■ TASK GOAL ■
Return nothing but the lines from the line containing "formatted like (277,300)" through the last line of the records, reproduced exactly.

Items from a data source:
------------------------------------

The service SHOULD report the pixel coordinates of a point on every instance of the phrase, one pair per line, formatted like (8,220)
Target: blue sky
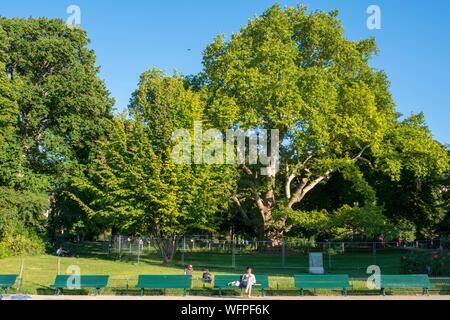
(134,35)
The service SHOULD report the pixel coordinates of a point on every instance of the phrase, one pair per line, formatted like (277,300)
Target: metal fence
(237,254)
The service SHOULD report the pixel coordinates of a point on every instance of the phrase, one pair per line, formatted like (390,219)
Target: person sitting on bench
(189,270)
(206,277)
(248,280)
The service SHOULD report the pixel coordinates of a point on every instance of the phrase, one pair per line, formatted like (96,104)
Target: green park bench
(221,282)
(96,282)
(7,281)
(410,281)
(164,282)
(329,281)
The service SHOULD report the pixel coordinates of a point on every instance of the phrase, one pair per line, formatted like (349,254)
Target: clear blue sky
(132,36)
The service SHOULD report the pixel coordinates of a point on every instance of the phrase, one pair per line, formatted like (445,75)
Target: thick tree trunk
(167,248)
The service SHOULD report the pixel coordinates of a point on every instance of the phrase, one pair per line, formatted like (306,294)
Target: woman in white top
(248,280)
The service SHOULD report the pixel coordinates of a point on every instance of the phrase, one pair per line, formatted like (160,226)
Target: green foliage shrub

------------------------------------

■ ANSWER TO THIS TASK ■
The service SHOULD report the pixel coordinates of a point on every instance of the phrase, one pair per line, formatted like (277,300)
Target: metal fence
(237,254)
The service SHOULD report the pixel coordinates of a point on every instance of the phrase, one pair per line, formatted like (390,219)
Target: person sitting on bench
(189,270)
(206,277)
(248,280)
The service SHOULD report the pixel coordinates of a point on every instance of the phrase, one pair per line, formatted like (96,104)
Target: green park bench
(221,282)
(96,282)
(7,281)
(410,281)
(164,282)
(329,281)
The service SHOULD report the pixel coordinates of a point on every instance of the phrase, one pair per line, formatted like (349,254)
Target: clear blue sky
(132,36)
The service SHOULD report the pixel coordinates of a point on every instance of the phrase, one pair per line, formatted like (445,75)
Target: thick tree trunk
(167,248)
The service SHOULD report the pixel coordinates of a point on every instance of the phrase, one pair per line, formatted like (306,294)
Target: woman in white top
(248,280)
The service SHOULD report the pixel coordinates of a point on every instance of the phrase, one pair per line, formatted like (160,226)
Target: green foliage shrub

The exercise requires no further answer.